> [Exercise brief] Recast every line of the records below as a numbered list, skipping the blank lines.

----- Source data

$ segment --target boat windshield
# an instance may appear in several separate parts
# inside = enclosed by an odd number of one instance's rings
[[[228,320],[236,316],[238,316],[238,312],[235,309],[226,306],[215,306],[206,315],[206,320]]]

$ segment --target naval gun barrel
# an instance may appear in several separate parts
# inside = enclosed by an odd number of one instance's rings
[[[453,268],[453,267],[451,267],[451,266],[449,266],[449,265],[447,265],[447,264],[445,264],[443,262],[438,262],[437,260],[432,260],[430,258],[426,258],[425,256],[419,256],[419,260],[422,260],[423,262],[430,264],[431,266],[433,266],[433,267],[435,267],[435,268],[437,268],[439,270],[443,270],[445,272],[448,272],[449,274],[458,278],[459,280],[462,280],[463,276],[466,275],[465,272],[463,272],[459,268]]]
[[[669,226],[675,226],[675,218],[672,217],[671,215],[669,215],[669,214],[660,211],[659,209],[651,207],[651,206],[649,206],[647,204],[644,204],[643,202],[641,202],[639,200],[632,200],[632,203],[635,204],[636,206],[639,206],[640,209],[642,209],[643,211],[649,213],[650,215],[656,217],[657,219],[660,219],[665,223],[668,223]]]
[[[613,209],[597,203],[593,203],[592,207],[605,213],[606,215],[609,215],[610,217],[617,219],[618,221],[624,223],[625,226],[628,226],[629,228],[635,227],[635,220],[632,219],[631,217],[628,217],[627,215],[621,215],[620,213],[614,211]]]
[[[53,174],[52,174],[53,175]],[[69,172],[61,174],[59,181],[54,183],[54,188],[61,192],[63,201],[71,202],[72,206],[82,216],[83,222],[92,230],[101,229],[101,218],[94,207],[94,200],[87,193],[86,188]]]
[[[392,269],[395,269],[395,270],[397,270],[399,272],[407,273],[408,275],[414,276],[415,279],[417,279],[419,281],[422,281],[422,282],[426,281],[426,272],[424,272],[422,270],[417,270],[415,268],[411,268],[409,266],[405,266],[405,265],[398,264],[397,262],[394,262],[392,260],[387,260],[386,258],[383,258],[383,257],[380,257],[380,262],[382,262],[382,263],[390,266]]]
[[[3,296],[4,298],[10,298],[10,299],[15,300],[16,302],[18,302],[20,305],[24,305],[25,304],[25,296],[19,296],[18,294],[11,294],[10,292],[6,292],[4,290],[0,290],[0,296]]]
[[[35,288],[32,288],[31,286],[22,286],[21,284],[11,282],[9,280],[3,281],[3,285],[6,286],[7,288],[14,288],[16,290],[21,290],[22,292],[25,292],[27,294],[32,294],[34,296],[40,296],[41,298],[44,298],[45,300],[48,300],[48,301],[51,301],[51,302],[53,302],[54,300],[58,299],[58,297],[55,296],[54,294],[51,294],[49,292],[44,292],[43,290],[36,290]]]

----------

> [Full answer]
1. $ segment --target boat windshield
2. # an instance may appear in several separate parts
3. # inside = enclosed by an odd number of one instance's rings
4. [[[228,320],[236,316],[238,316],[238,312],[235,309],[226,306],[215,306],[206,315],[206,320]]]
5. $ segment --target naval gun barrel
6. # an instance may appear in several separate parts
7. # inside = enclosed by an odd number of one instance's rings
8. [[[453,268],[453,267],[451,267],[451,266],[449,266],[449,265],[447,265],[447,264],[445,264],[443,262],[438,262],[437,260],[432,260],[430,258],[426,258],[425,256],[419,256],[419,260],[422,260],[423,262],[430,264],[431,266],[433,266],[433,267],[435,267],[435,268],[437,268],[439,270],[443,270],[445,272],[448,272],[449,274],[458,278],[459,280],[462,280],[463,276],[466,275],[465,272],[463,272],[459,268]]]
9. [[[669,226],[675,226],[675,218],[672,217],[671,215],[669,215],[669,214],[660,211],[659,209],[651,207],[651,206],[649,206],[647,204],[644,204],[643,202],[641,202],[639,200],[632,200],[632,203],[635,204],[636,206],[639,206],[640,209],[642,209],[643,211],[649,213],[650,215],[656,217],[657,219],[660,219],[665,223],[668,223]]]
10. [[[613,209],[597,203],[593,203],[592,207],[605,213],[606,215],[609,215],[610,217],[617,219],[618,221],[624,223],[625,226],[628,226],[629,228],[635,227],[635,220],[632,219],[631,217],[628,217],[627,215],[621,215],[620,213],[614,211]]]
11. [[[53,174],[52,174],[53,175]],[[69,172],[61,174],[59,181],[54,183],[54,188],[61,192],[63,201],[71,202],[72,206],[82,216],[83,222],[92,230],[101,229],[101,218],[94,207],[94,200],[87,193],[86,188]]]
12. [[[392,269],[395,269],[395,270],[397,270],[399,272],[407,273],[408,275],[414,276],[415,279],[417,279],[419,281],[422,281],[422,282],[426,281],[426,272],[424,272],[422,270],[417,270],[415,268],[411,268],[409,266],[405,266],[405,265],[398,264],[397,262],[394,262],[392,260],[387,260],[386,258],[383,258],[383,257],[380,257],[380,262],[382,262],[382,263],[390,266]]]
13. [[[3,296],[4,298],[10,298],[10,299],[15,300],[16,302],[18,302],[20,305],[24,305],[25,304],[25,296],[19,296],[18,294],[11,294],[10,292],[6,292],[4,290],[0,290],[0,296]]]
14. [[[35,288],[32,288],[31,286],[22,286],[21,284],[11,282],[9,280],[3,281],[3,285],[6,286],[7,288],[14,288],[16,290],[21,290],[22,292],[25,292],[27,294],[32,294],[34,296],[40,296],[41,298],[44,298],[45,300],[48,300],[48,301],[51,301],[51,302],[53,302],[54,300],[58,299],[58,297],[55,296],[54,294],[51,294],[49,292],[44,292],[43,290],[36,290]]]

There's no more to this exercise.